(Extract provided begins)
Sunglasses: allowing you to stare at people without getting caught. It's like Facebook in real life.
If Facebook has taught us anything it's that a lot of people aren't quite ready for a spelling bee.
My goal this weekend is to move... just enough so people don't think I'm dead.
If people are talking behind your back, be happy that you are the one in front.
The only reason people get lost in thought is because it's unfamiliar territory.
Maybe if we tell people the brain is an app, they'll start using it.
I love everyone! I love to be around some people, I love to stay away from others, and some I'd just love to punch right in the face!
I hate it when people text "Call me." I'm going to start calling people and as soon as they answer I'll say "text me," then hang up.
I only want one thing from fake people: distance.
I hate it when people see me at the supermarket and they're like 'Hey, what are you doing here?' I tell them 'You know.. hunting elephants.'
I wonder, we lazy people go to heaven... or do they send someone to pick us up?
Before you criticize someone, walk a mile in their shoes. That way, you'll be a mile from them, and you'll have their shoes.
Some people are like clouds. When they go away, it's a brighter day.
If you can't laugh at your own problems, call me and I'll laugh at them.
Relationships these days start by pressing LIKE on her photo.
A celebrity is a person who works hard all his life to become well known, then wears dark glasses to avoid being recognized.
If I could be a bird, I'd be a Flying Purple People Eater because then people would sing about me and I could fly down and eat them because I hate that song.
For you, I would swim across the ocean. LOL, just kidding, there are sharks in there.
Sometimes I pretend to be normal, but it gets boring so I go back to being myself.
There was a time when people said, 'Jim, if you keep on making faces, your face will freeze like that.' Now they just say, 'Pay him!'
I don't mean to interrupt people, I just randomly remember things and get really excited.
My doctor prescribed laughter as the most efficient medicine. Unfortunately the pharmacist said too many people were crying from laughter so it's no longer available.
Those who snore always fall asleep first.
I really want to be nice, but annoying people just won't let me.
Cell phones these days keep getting thinner and smarter... people the opposite.
(Extract provided ends)
Return, word for word, the part of the one-liners about people above starting at "If you can't" and ending at "get really excited.".
(Provided information begins)
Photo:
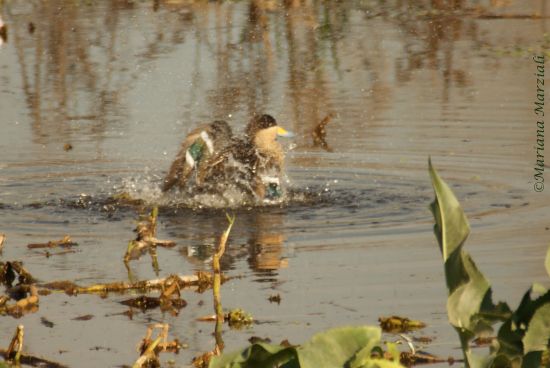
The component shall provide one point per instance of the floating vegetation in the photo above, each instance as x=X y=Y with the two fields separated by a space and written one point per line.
x=146 y=242
x=320 y=133
x=523 y=338
x=200 y=281
x=275 y=298
x=65 y=242
x=396 y=324
x=150 y=349
x=14 y=353
x=22 y=306
x=237 y=318
x=340 y=347
x=10 y=270
x=145 y=239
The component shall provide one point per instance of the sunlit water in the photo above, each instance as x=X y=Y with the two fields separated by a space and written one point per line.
x=123 y=82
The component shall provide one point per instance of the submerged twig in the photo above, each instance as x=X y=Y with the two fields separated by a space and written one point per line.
x=320 y=134
x=217 y=285
x=65 y=242
x=201 y=280
x=16 y=345
x=219 y=317
x=150 y=349
x=146 y=240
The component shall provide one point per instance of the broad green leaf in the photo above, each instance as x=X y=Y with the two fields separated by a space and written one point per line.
x=515 y=336
x=466 y=300
x=258 y=355
x=451 y=226
x=336 y=347
x=333 y=348
x=537 y=335
x=365 y=353
x=381 y=363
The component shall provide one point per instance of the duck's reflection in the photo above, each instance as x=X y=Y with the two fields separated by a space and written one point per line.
x=257 y=237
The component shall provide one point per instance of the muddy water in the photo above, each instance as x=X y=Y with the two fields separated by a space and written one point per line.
x=123 y=82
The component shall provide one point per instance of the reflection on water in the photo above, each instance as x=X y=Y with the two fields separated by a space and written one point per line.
x=124 y=81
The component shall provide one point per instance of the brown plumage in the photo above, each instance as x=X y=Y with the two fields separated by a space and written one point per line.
x=199 y=145
x=253 y=163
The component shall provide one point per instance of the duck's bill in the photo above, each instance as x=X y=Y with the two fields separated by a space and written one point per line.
x=282 y=132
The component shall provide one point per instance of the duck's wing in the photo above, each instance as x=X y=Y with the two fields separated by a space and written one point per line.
x=179 y=170
x=221 y=164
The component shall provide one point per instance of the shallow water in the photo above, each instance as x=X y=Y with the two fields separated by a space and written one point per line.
x=123 y=82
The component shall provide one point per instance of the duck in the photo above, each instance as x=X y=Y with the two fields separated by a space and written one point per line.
x=254 y=163
x=198 y=146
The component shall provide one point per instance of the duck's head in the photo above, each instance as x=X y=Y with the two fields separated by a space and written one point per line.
x=264 y=128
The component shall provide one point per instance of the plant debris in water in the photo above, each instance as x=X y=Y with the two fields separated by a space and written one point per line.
x=150 y=349
x=396 y=324
x=65 y=242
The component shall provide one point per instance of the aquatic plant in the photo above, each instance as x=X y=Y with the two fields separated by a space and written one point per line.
x=353 y=347
x=524 y=336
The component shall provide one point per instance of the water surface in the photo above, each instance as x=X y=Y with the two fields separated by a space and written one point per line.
x=124 y=81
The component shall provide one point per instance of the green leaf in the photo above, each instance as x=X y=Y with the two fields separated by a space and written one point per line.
x=336 y=347
x=537 y=335
x=451 y=226
x=339 y=347
x=258 y=355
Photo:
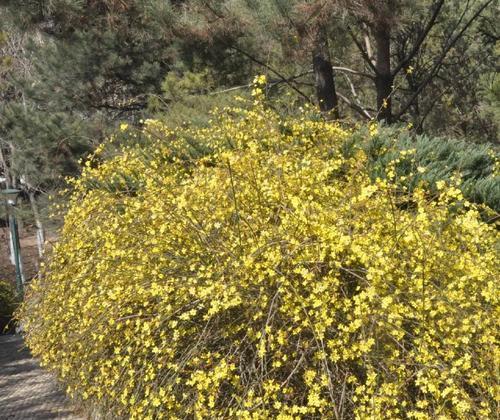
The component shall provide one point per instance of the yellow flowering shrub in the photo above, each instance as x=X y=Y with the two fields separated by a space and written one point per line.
x=268 y=279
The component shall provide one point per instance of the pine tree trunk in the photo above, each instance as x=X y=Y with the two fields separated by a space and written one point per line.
x=40 y=233
x=383 y=79
x=323 y=72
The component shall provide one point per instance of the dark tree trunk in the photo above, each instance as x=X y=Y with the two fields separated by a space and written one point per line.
x=323 y=73
x=383 y=79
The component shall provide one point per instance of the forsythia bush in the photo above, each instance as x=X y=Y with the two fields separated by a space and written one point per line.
x=269 y=279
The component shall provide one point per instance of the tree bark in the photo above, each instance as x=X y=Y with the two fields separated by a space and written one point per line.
x=323 y=73
x=383 y=78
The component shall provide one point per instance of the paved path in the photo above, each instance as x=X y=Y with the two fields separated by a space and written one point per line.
x=26 y=391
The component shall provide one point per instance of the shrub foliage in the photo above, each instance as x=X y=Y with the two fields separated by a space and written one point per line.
x=271 y=278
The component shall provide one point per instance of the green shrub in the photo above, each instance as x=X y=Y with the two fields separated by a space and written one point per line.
x=274 y=277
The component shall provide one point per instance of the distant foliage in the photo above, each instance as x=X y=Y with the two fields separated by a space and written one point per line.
x=477 y=166
x=8 y=304
x=272 y=277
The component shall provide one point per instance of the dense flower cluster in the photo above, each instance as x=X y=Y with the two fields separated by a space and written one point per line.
x=270 y=278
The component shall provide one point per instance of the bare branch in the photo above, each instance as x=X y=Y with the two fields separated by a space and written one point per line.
x=271 y=69
x=364 y=54
x=360 y=110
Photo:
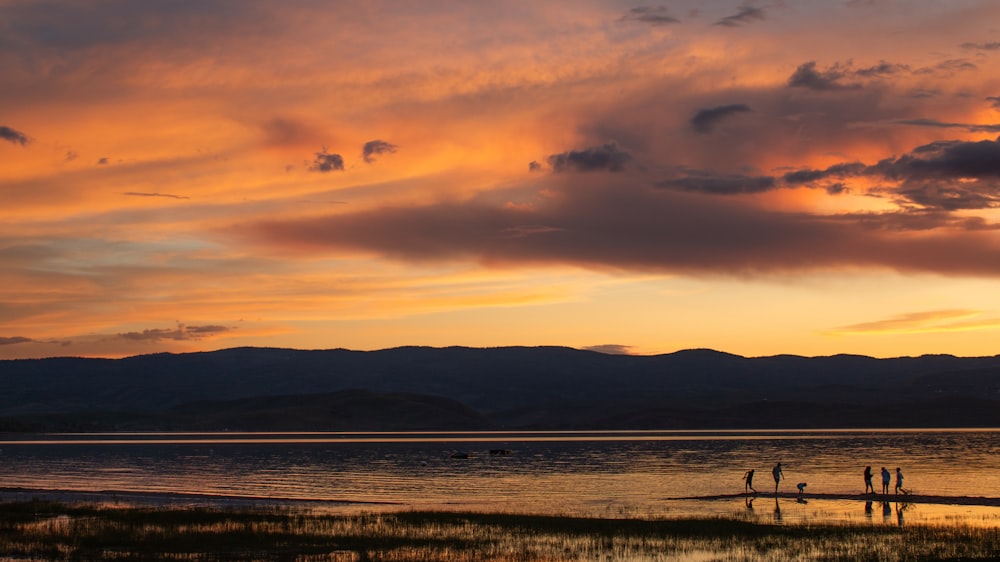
(Provided information ends)
Solution for this exercise:
If you can't laugh at your own problems, call me and I'll laugh at them.
Relationships these days start by pressing LIKE on her photo.
A celebrity is a person who works hard all his life to become well known, then wears dark glasses to avoid being recognized.
If I could be a bird, I'd be a Flying Purple People Eater because then people would sing about me and I could fly down and eat them because I hate that song.
For you, I would swim across the ocean. LOL, just kidding, there are sharks in there.
Sometimes I pretend to be normal, but it gets boring so I go back to being myself.
There was a time when people said, 'Jim, if you keep on making faces, your face will freeze like that.' Now they just say, 'Pay him!'
I don't mean to interrupt people, I just randomly remember things and get really excited.